EXCERPT TO READ section start

Can Computer Modeling Predict Who Will Become Homeless? LA County Is Betting On It
L.A. County plans to use a new computer modeling tool to predict who is about to become homeless. The goal is to identify people on the edge and then reach out with financial aid and other help to keep them in their homes.
"We will be complementing existing programs with proactive efforts to identify and reach out to, at this point, single adults who we've identified as at greater risk of becoming homeless," said Phil Ansell, director of the L.A. County Homeless Initiative, which oversees homeless funding raised through Measure H.
Officials detailed their new prevention plan this week: A special county prevention unit, armed with $3 million in funding and a mission to reduce the number of people joining the nearly 60,000 who are already homeless across L.A. County.
Predicting homelessness is easier said than done.
Nearly 2 million single adults are receiving various public services in L.A. County. In theory, many of them are the kind of poor and precariously housed people who could easily spiral into homelessness after one missed paycheck, medical emergency or other financial shock.
But less than 2% of those county clients actually become homeless in any given year. The challenge is to pinpoint who's at greatest risk of losing their home in order to decide how best to spend limited prevention funds.
That's what led researchers with the California Policy Lab at UCLA to develop a new predictive model that aims to pick up on the risk patterns that human service providers can't always see on their own.
Researchers say local governments stand to save money in the long run if small amounts of short-term help can successfully keep people out of shelters and off the streets.
"What we're really trying to do is to get to more people sooner, with a less expensive intervention that changes the course of their life," said Janey Rountree, executive director of the California Policy Lab at UCLA.
HOW TO PREDICT HOMELESSNESS?

EXCERPT TO READ section end
EXTRACTED MATERIAL section start

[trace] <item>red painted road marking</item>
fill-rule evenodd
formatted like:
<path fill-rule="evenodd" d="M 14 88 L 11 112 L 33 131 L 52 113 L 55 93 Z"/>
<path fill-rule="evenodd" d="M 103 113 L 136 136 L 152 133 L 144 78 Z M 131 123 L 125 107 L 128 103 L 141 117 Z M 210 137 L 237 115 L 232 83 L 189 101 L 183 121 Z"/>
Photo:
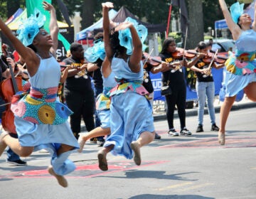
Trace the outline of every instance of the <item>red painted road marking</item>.
<path fill-rule="evenodd" d="M 144 161 L 141 166 L 135 166 L 133 161 L 110 161 L 107 171 L 102 171 L 97 163 L 90 165 L 77 165 L 77 168 L 65 177 L 68 178 L 92 178 L 99 176 L 103 176 L 111 173 L 120 172 L 127 170 L 133 170 L 140 168 L 142 167 L 149 166 L 152 165 L 164 163 L 167 161 Z M 72 176 L 71 176 L 72 175 Z M 47 168 L 41 170 L 28 170 L 17 172 L 12 172 L 11 173 L 0 176 L 0 181 L 6 178 L 51 178 Z"/>

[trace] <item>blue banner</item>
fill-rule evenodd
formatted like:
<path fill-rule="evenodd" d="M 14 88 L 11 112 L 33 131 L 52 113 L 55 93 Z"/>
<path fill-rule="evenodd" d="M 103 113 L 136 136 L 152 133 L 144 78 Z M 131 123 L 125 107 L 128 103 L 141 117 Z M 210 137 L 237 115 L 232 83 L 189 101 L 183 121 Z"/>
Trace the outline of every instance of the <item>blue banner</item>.
<path fill-rule="evenodd" d="M 185 69 L 183 69 L 185 70 Z M 221 82 L 223 80 L 223 68 L 220 69 L 212 69 L 212 74 L 214 80 L 215 85 L 215 95 L 218 95 L 220 88 L 222 87 Z M 154 87 L 154 100 L 162 100 L 165 101 L 164 96 L 161 95 L 161 72 L 156 74 L 152 74 L 150 72 L 149 76 L 151 79 L 151 82 Z M 197 100 L 197 95 L 196 90 L 191 89 L 188 86 L 186 88 L 186 101 L 193 101 Z"/>

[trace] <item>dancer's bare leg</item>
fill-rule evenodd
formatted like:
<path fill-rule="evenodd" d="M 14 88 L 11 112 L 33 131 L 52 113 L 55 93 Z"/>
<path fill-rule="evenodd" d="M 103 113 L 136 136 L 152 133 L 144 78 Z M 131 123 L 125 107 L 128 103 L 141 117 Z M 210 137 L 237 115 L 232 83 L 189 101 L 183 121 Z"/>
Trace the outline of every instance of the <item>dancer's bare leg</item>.
<path fill-rule="evenodd" d="M 144 131 L 140 134 L 137 141 L 131 143 L 131 148 L 134 152 L 134 161 L 137 165 L 140 165 L 142 163 L 140 148 L 151 142 L 154 140 L 154 136 L 155 132 L 151 133 L 149 131 Z"/>
<path fill-rule="evenodd" d="M 52 166 L 50 166 L 48 168 L 48 173 L 53 176 L 54 177 L 56 178 L 58 183 L 59 183 L 60 185 L 63 186 L 63 187 L 68 187 L 68 181 L 67 180 L 64 178 L 63 176 L 59 176 L 57 175 L 54 171 L 53 171 L 53 168 Z"/>
<path fill-rule="evenodd" d="M 225 124 L 228 117 L 230 112 L 232 105 L 233 104 L 236 96 L 225 97 L 223 104 L 220 107 L 220 130 L 218 132 L 218 142 L 220 145 L 225 144 Z"/>
<path fill-rule="evenodd" d="M 3 138 L 3 141 L 21 157 L 29 156 L 34 149 L 33 146 L 21 146 L 18 139 L 13 138 L 9 134 Z"/>
<path fill-rule="evenodd" d="M 58 150 L 57 151 L 58 156 L 60 156 L 63 153 L 71 151 L 73 149 L 74 149 L 74 146 L 69 146 L 69 145 L 62 144 L 60 147 L 58 149 Z M 56 173 L 55 173 L 52 166 L 50 166 L 48 167 L 48 171 L 50 175 L 55 177 L 55 178 L 57 179 L 58 183 L 59 183 L 60 185 L 65 187 L 65 188 L 68 187 L 67 180 L 65 178 L 65 177 L 63 176 L 60 176 L 60 175 L 58 175 Z"/>
<path fill-rule="evenodd" d="M 244 88 L 245 93 L 249 100 L 256 102 L 256 82 L 253 82 Z"/>
<path fill-rule="evenodd" d="M 99 168 L 102 171 L 107 171 L 107 153 L 110 152 L 112 149 L 114 148 L 114 145 L 110 145 L 107 146 L 104 146 L 102 149 L 99 151 L 97 157 L 99 161 Z"/>
<path fill-rule="evenodd" d="M 78 143 L 80 146 L 80 149 L 78 150 L 78 152 L 81 153 L 82 149 L 85 144 L 87 140 L 93 137 L 103 136 L 106 135 L 109 135 L 110 134 L 110 128 L 102 128 L 101 127 L 98 127 L 90 132 L 85 134 L 85 135 L 79 135 Z"/>

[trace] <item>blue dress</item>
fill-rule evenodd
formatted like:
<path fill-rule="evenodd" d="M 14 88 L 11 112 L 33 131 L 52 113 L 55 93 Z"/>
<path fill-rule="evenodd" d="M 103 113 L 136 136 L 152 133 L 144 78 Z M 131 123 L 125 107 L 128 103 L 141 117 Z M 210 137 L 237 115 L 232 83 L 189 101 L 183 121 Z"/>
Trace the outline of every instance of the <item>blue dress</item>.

EXTRACTED MATERIAL section end

- PROBLEM TO WORK ON:
Substitute "emergency housing" for "shelters" in the article on predicting homelessness, rewriting the part starting with "Researchers say local" and going on through "Lab at UCLA.". Base your work solely on the article on predicting homelessness.

- EXERCISE ANSWER:
Researchers say local governments stand to save money in the long run if small amounts of short-term help can successfully keep people out of emergency housing and off the streets.
"What we're really trying to do is to get to more people sooner, with a less expensive intervention that changes the course of their life," said Janey Rountree, executive director of the California Policy Lab at UCLA.